### Instructions to follow:
What you produce should match the records exactly, line for line.

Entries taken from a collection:
********************

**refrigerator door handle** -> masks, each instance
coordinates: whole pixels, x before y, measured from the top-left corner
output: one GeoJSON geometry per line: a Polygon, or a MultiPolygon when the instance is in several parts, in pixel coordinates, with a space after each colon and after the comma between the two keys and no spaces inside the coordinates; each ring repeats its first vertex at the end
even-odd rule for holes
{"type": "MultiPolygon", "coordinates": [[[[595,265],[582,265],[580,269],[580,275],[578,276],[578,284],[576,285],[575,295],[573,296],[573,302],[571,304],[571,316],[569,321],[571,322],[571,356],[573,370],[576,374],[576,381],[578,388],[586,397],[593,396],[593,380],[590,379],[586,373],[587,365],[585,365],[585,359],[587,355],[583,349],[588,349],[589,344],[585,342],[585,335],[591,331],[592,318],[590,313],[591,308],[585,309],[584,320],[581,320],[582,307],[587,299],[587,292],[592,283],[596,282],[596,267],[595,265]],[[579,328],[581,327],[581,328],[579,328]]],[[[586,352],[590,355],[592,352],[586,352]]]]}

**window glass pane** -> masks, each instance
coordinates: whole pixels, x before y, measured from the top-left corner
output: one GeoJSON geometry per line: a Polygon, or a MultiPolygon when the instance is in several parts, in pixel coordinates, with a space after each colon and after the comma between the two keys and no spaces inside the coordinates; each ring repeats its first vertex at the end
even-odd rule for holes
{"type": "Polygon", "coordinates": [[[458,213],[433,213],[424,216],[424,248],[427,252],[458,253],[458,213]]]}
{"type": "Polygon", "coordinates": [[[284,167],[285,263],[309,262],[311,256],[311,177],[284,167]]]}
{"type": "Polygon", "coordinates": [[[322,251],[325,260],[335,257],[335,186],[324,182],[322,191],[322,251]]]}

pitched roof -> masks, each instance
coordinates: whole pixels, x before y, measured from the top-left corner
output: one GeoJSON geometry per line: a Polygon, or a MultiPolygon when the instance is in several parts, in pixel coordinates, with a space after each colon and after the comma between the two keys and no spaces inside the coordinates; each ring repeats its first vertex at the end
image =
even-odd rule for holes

********************

### Reply:
**refrigerator door handle** -> masks, each instance
coordinates: whole pixels, x before y, measured from the top-left corner
output: one GeoJSON geometry per line: a Polygon, or a MultiPolygon when the instance is in several parts, in pixel coordinates, with a space after each colon and after the comma between the two keys and no spaces inside the coordinates; each ring repeats its first vertex at the end
even-odd rule for holes
{"type": "MultiPolygon", "coordinates": [[[[595,265],[582,265],[580,269],[580,275],[578,276],[578,284],[576,285],[575,295],[573,296],[573,302],[571,304],[571,316],[569,321],[571,322],[571,356],[573,370],[576,374],[576,381],[578,388],[586,397],[593,396],[593,380],[590,379],[586,373],[587,365],[585,365],[585,359],[587,355],[583,349],[588,349],[589,344],[585,342],[585,335],[591,331],[592,318],[590,313],[591,308],[585,309],[584,320],[581,320],[582,307],[587,299],[587,292],[592,283],[596,282],[596,267],[595,265]],[[579,328],[581,327],[581,328],[579,328]]],[[[586,352],[590,355],[592,352],[586,352]]]]}

**window glass pane** -> masks, each instance
coordinates: whole pixels, x before y, measured from the top-left corner
output: one GeoJSON geometry per line: a Polygon, or a MultiPolygon when the instance is in several parts, in pixel coordinates, with a space after each colon and after the comma between the two keys and no spaces inside the coordinates; each ring repeats its first vertex at the end
even-odd rule for holes
{"type": "Polygon", "coordinates": [[[458,213],[433,213],[424,216],[424,248],[427,252],[458,253],[458,213]]]}
{"type": "Polygon", "coordinates": [[[284,167],[285,263],[309,262],[311,256],[311,177],[284,167]]]}
{"type": "Polygon", "coordinates": [[[322,251],[325,260],[335,257],[335,186],[324,182],[322,191],[322,251]]]}

pitched roof -> masks, each instance
coordinates: whole pixels, x before y, measured from the top-left corner
output: one GeoJSON geometry per line: a Polygon, or a MultiPolygon when the instance is in several parts, in pixel coordinates, with a space after each colon and after the comma between the two keys and no spaces inside the coordinates; each ring repeats its first vertex at the end
image =
even-odd rule for holes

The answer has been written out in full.